• **Record extracts**:
+ + +
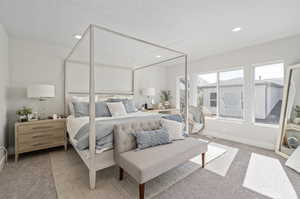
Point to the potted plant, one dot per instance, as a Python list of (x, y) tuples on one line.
[(165, 98), (24, 114), (297, 114)]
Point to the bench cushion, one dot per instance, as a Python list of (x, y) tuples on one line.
[(149, 163)]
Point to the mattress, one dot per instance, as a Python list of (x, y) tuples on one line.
[(74, 124)]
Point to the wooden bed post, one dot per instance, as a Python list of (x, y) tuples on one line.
[(92, 134)]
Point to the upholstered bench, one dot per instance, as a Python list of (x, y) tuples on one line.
[(144, 165)]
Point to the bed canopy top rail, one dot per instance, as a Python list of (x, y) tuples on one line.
[(89, 34)]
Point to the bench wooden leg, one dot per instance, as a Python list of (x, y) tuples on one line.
[(121, 174), (142, 190), (92, 174), (203, 160)]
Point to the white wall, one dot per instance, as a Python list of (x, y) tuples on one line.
[(287, 49), (4, 78), (34, 62)]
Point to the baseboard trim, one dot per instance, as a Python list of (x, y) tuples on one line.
[(251, 142)]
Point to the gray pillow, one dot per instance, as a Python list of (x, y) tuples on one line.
[(128, 103), (102, 110), (81, 109), (146, 139), (174, 117)]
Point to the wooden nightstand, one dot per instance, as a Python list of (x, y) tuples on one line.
[(40, 134), (164, 111)]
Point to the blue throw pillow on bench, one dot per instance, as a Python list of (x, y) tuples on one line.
[(146, 139)]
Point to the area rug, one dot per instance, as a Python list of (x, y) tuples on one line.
[(294, 160), (72, 181), (265, 175)]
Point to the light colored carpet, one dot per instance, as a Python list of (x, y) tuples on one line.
[(71, 177), (265, 175), (294, 160), (31, 177)]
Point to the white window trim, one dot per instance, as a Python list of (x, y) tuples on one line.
[(218, 91), (253, 66)]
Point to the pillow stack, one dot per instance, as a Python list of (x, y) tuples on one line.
[(79, 107)]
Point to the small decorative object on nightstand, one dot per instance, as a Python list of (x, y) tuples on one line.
[(40, 134)]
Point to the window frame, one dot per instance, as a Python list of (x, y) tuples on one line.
[(218, 93), (253, 66)]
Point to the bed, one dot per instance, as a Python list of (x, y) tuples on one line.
[(107, 63)]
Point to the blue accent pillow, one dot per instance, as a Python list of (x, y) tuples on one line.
[(128, 103), (174, 117), (81, 109), (146, 139)]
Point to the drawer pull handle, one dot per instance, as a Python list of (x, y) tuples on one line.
[(41, 136), (39, 144), (42, 127)]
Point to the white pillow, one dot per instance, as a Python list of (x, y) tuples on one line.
[(174, 128), (78, 99), (117, 109)]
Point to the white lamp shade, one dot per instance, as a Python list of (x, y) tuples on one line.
[(148, 91), (41, 91)]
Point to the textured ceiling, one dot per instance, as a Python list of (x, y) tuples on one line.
[(198, 27)]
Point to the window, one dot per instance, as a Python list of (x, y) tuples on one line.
[(207, 93), (231, 86), (213, 99), (268, 85)]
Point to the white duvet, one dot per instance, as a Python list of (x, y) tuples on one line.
[(74, 124)]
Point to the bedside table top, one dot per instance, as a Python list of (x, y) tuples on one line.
[(40, 121)]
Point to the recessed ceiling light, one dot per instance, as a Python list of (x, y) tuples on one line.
[(237, 29), (77, 36)]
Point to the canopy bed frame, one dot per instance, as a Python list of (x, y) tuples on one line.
[(94, 161)]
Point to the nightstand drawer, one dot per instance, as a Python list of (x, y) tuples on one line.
[(32, 128), (41, 136), (37, 145), (38, 135)]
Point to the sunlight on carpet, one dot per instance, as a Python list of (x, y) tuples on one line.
[(266, 176), (221, 155)]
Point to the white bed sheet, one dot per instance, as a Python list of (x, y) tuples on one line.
[(74, 124)]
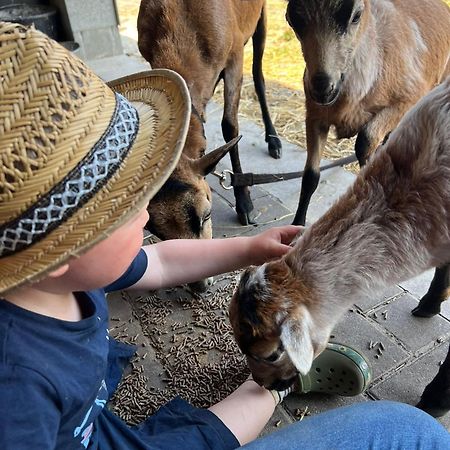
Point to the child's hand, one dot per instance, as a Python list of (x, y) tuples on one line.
[(273, 243)]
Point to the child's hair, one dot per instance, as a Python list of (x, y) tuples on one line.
[(76, 159)]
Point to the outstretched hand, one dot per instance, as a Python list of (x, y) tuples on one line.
[(273, 243)]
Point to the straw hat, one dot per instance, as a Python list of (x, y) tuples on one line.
[(77, 160)]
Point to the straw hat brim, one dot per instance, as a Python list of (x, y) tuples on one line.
[(162, 99)]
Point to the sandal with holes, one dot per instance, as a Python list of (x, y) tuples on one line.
[(339, 369)]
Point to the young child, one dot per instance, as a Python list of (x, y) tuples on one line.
[(79, 164)]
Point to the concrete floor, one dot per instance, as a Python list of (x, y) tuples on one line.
[(414, 347)]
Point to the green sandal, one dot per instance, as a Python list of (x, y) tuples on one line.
[(339, 370)]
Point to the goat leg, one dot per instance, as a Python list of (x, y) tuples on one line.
[(232, 78), (430, 303), (259, 40), (316, 136)]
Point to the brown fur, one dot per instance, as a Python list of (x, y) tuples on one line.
[(397, 52), (204, 42), (392, 224)]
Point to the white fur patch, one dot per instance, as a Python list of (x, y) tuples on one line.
[(296, 339), (257, 276)]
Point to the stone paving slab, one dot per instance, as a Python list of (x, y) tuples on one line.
[(415, 333), (407, 340), (406, 385), (357, 331)]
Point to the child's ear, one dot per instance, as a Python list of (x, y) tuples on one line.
[(59, 271)]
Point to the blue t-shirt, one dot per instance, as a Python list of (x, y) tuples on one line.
[(52, 372)]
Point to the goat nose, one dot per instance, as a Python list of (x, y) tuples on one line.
[(321, 84)]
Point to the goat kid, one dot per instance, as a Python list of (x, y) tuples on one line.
[(204, 42), (367, 63), (392, 224)]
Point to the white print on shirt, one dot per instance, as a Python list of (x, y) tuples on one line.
[(99, 401)]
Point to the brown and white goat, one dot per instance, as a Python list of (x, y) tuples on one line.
[(392, 224), (204, 42), (367, 63)]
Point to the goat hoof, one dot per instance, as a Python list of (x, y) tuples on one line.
[(274, 147), (246, 218)]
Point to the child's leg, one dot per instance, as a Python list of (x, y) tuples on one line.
[(371, 425), (246, 411)]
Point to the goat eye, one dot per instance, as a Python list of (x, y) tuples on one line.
[(357, 17), (206, 217), (273, 357)]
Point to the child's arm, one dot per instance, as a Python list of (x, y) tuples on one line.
[(180, 261)]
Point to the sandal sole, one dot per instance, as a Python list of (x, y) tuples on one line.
[(340, 370)]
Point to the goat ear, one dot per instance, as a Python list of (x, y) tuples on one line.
[(206, 164), (297, 342)]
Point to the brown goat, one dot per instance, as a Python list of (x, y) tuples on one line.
[(204, 42), (392, 224), (367, 63)]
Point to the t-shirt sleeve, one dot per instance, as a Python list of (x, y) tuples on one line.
[(29, 411), (132, 275)]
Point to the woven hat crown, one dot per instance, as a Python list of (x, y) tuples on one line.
[(76, 158)]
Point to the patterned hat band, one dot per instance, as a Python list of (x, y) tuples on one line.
[(78, 187)]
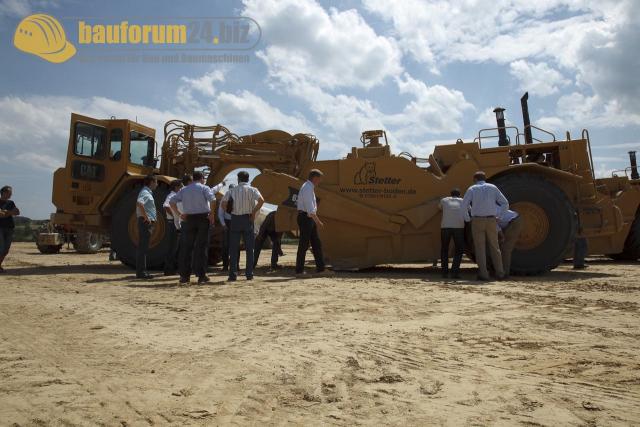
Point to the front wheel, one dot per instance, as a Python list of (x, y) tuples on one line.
[(549, 218), (87, 242), (124, 230)]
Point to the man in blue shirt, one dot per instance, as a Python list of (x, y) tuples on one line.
[(147, 216), (198, 204), (481, 204)]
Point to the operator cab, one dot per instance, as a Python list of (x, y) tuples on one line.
[(99, 154)]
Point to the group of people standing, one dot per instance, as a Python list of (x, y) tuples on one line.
[(190, 211), (493, 225)]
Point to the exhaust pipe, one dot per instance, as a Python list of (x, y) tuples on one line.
[(528, 138), (634, 165), (502, 132)]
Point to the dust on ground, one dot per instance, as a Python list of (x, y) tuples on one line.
[(84, 343)]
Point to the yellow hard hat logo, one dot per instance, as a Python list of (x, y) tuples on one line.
[(42, 35)]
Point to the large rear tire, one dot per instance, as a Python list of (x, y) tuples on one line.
[(550, 222), (87, 242), (46, 228), (631, 251), (124, 230)]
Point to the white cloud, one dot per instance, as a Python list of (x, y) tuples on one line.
[(328, 49), (205, 83), (538, 78)]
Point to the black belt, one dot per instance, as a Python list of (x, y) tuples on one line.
[(205, 214)]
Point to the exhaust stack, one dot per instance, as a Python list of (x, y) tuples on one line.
[(502, 132), (528, 138), (634, 165)]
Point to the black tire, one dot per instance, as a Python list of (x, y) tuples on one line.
[(631, 251), (124, 229), (46, 249), (49, 249), (560, 222), (87, 242)]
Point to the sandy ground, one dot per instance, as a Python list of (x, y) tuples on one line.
[(83, 343)]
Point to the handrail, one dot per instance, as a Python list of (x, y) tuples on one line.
[(585, 136), (478, 139), (625, 171), (544, 131)]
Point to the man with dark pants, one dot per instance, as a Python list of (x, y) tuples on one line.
[(268, 229), (451, 227), (308, 223), (147, 216), (172, 225), (198, 203), (224, 216), (247, 201), (8, 210)]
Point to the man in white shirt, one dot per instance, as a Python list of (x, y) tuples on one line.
[(451, 227), (509, 227), (308, 223), (197, 204), (147, 216), (172, 226), (481, 204), (247, 200), (224, 216)]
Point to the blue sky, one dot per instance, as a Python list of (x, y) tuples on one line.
[(426, 71)]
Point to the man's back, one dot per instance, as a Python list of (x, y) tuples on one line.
[(195, 198), (485, 200), (452, 216), (244, 198)]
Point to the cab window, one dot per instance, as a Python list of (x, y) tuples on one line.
[(89, 140), (115, 144), (142, 149)]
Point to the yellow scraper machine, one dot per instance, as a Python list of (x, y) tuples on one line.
[(378, 208)]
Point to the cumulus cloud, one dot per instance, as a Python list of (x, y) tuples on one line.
[(325, 48), (538, 78)]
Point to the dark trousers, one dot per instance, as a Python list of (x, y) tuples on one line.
[(580, 250), (308, 236), (226, 237), (144, 233), (446, 235), (275, 249), (171, 258), (195, 237), (241, 226), (6, 238)]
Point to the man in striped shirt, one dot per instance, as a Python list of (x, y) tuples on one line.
[(247, 201)]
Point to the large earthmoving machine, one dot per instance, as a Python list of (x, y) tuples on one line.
[(107, 160), (378, 208)]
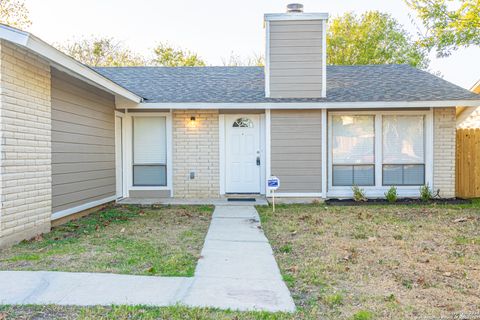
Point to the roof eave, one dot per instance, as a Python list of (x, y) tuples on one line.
[(64, 62)]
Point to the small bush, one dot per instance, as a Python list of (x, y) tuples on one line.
[(391, 195), (333, 299), (285, 249), (426, 193), (358, 194)]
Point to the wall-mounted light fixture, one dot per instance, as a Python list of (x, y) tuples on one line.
[(193, 122)]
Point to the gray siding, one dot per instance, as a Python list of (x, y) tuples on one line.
[(83, 143), (295, 59), (296, 150)]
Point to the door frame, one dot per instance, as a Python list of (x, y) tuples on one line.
[(222, 125)]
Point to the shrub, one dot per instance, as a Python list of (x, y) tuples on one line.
[(426, 193), (391, 195), (333, 299), (358, 194)]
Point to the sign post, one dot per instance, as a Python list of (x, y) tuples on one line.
[(273, 183)]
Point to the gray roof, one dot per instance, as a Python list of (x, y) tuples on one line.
[(246, 84)]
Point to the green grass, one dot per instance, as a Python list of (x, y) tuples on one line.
[(132, 312), (125, 239), (360, 263)]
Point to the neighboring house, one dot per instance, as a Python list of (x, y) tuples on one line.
[(73, 137), (469, 117)]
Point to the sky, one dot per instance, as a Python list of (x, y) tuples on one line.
[(212, 28)]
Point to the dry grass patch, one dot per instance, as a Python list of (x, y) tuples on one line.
[(125, 239), (385, 262)]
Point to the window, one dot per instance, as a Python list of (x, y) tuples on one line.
[(403, 150), (149, 151), (353, 150), (243, 123)]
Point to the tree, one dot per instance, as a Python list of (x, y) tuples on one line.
[(169, 56), (235, 60), (14, 13), (102, 52), (449, 24), (372, 38)]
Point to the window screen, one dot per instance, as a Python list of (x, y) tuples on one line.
[(149, 151), (353, 150)]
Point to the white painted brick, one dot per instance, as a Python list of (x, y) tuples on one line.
[(444, 151), (196, 149), (25, 128)]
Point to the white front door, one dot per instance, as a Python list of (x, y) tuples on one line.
[(118, 156), (242, 158)]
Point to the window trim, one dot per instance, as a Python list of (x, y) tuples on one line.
[(404, 164), (353, 174), (129, 151), (378, 190), (148, 164)]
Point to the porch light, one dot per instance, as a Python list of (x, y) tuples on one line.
[(193, 122)]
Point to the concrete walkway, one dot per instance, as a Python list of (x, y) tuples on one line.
[(237, 271)]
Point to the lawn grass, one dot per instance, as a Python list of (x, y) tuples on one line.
[(361, 263), (378, 262), (130, 313), (164, 241)]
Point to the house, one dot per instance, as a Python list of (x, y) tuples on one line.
[(469, 117), (73, 137)]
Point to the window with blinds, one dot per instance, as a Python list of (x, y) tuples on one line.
[(353, 150), (149, 151), (403, 150)]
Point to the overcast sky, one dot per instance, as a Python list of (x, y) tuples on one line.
[(212, 28)]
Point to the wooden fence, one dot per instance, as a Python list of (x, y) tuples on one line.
[(468, 163)]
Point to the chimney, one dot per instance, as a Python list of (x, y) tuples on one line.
[(295, 57)]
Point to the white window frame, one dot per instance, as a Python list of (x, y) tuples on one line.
[(264, 123), (129, 151), (378, 189), (124, 154)]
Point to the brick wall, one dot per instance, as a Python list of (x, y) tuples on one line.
[(444, 151), (25, 145), (195, 149)]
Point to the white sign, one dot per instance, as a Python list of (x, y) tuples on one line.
[(273, 183)]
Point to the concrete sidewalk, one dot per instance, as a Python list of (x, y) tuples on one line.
[(237, 271)]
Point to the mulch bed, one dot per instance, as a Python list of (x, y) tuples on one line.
[(404, 201)]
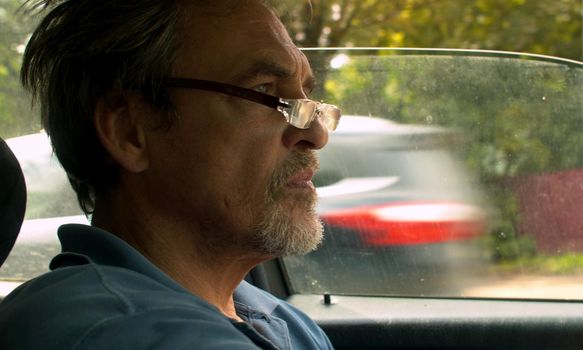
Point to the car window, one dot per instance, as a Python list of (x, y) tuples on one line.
[(453, 173)]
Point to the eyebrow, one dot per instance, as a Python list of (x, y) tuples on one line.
[(270, 68)]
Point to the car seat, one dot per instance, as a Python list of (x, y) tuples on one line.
[(12, 200)]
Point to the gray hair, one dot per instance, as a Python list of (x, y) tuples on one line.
[(80, 51)]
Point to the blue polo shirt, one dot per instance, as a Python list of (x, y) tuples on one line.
[(103, 294)]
+ + +
• **Requirement**:
Copy out the material above, from its beginning through the line containing "[(40, 134), (164, 111)]", with both ends included. Leave out the pictures.

• **Finished answer**:
Point to the potted plant, one dot per instance, as a Python list of (x, y) tuples on one line.
[(165, 98), (24, 114), (297, 114)]
Point to the bench cushion, one dot per instance, as a Python list of (x, y) tuples on one line.
[(149, 163)]
Point to the mattress, one dot per instance, as a Python list of (x, y) tuples on one line.
[(74, 124)]
Point to the wooden bed post, one dot per instance, as a Python list of (x, y) tuples on one line.
[(92, 134)]
Point to the upholstered bench, one dot per instance, as a Python list of (x, y) tuples on one line.
[(144, 165)]
Point to the bed canopy top rail, one dot per instance, as a Python list of (x, y) tuples on one line.
[(89, 34)]
Point to the bench wooden leg, one dot per instance, as a Python list of (x, y) tuples on one line.
[(121, 174), (142, 190), (92, 174), (203, 160)]
Point to the white wall, one dot per instance, as a Python list of (x, y) tuples on one line.
[(287, 49), (4, 78), (34, 62)]
Point to the baseboard trim, one dot per instance, as a Python list of (x, y) tuples on one line.
[(251, 142)]
Point to the gray pillow, one dot per instance, as a Python list of (x, y) tuples on one line.
[(128, 103), (102, 110), (81, 109), (146, 139), (174, 117)]
Point to the wooden nightstand, one dot per instance, as a Python list of (x, y) tuples on one line.
[(40, 134), (164, 111)]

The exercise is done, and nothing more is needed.